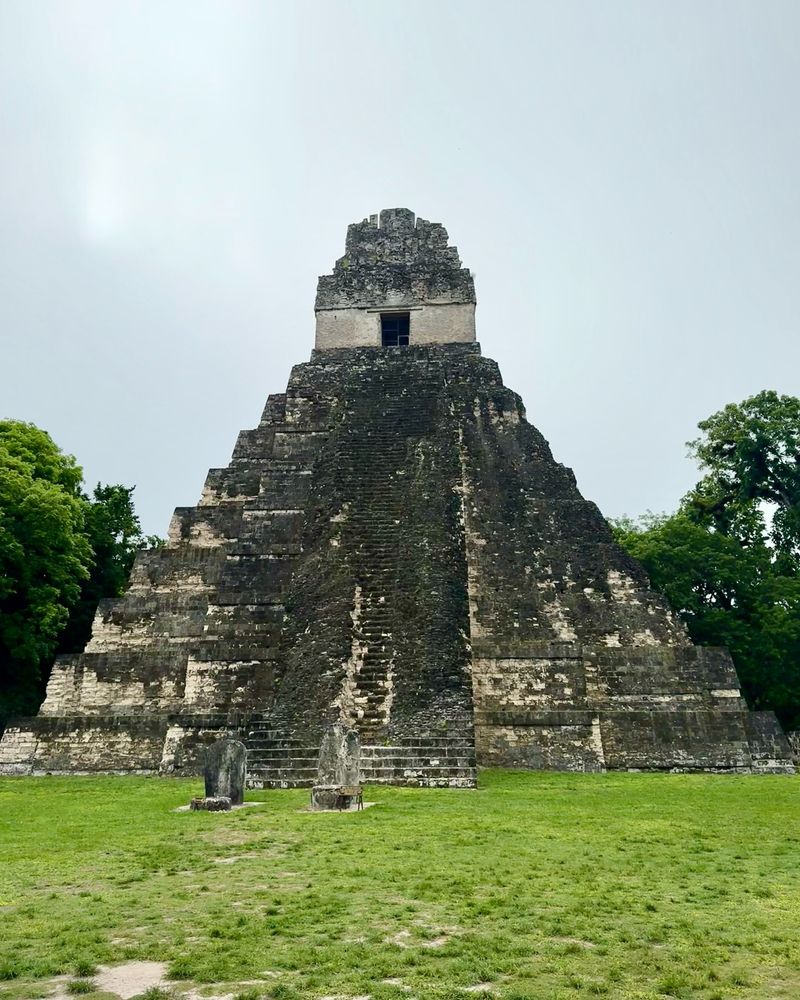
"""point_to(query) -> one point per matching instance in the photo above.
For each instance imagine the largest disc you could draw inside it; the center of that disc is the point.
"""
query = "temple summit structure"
(395, 549)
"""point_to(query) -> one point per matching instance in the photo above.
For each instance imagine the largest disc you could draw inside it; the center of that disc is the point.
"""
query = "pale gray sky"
(622, 177)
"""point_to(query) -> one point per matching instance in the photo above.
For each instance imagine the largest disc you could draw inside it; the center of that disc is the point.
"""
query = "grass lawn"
(538, 885)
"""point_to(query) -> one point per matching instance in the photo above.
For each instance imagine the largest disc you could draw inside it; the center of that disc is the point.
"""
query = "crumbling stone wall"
(395, 261)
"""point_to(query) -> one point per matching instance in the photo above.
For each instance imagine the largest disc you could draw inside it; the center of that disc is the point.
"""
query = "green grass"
(548, 886)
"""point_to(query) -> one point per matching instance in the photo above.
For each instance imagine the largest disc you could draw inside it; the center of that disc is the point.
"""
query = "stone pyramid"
(393, 547)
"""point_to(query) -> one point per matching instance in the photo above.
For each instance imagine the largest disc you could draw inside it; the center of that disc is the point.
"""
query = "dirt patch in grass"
(564, 886)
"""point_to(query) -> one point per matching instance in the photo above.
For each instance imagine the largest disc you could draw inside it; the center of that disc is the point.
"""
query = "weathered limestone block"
(225, 770)
(338, 769)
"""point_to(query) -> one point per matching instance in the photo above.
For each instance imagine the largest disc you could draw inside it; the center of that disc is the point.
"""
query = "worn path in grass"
(537, 885)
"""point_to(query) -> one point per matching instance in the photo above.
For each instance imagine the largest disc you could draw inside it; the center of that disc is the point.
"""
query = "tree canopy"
(729, 559)
(61, 551)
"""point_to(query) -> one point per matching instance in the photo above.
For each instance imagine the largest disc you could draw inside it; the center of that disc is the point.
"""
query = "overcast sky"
(622, 177)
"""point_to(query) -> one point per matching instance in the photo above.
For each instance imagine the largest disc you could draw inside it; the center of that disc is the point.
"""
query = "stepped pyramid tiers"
(395, 549)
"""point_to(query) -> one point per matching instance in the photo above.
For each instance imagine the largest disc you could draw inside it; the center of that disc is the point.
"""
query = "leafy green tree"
(115, 536)
(45, 556)
(729, 559)
(751, 454)
(61, 552)
(728, 594)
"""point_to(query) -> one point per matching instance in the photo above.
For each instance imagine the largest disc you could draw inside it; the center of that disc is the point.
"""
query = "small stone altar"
(338, 772)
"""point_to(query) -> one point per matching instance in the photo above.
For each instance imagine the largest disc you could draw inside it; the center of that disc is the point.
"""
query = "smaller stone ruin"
(339, 770)
(224, 773)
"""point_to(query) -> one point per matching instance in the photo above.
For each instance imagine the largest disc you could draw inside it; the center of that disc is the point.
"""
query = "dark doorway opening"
(394, 329)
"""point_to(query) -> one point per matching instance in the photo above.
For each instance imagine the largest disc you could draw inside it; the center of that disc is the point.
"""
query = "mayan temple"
(393, 546)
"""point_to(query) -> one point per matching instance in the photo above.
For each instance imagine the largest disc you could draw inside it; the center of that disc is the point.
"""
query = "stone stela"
(338, 784)
(225, 771)
(395, 546)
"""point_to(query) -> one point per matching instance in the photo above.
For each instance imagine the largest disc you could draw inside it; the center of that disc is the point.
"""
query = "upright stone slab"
(338, 768)
(225, 771)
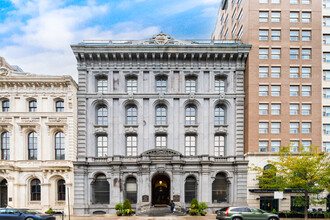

# Work to complete
Pick out every line in the items above that contains the word "temple", and copy each of those lines in full.

# Full output
query = "temple summit structure"
query = "mayan temple"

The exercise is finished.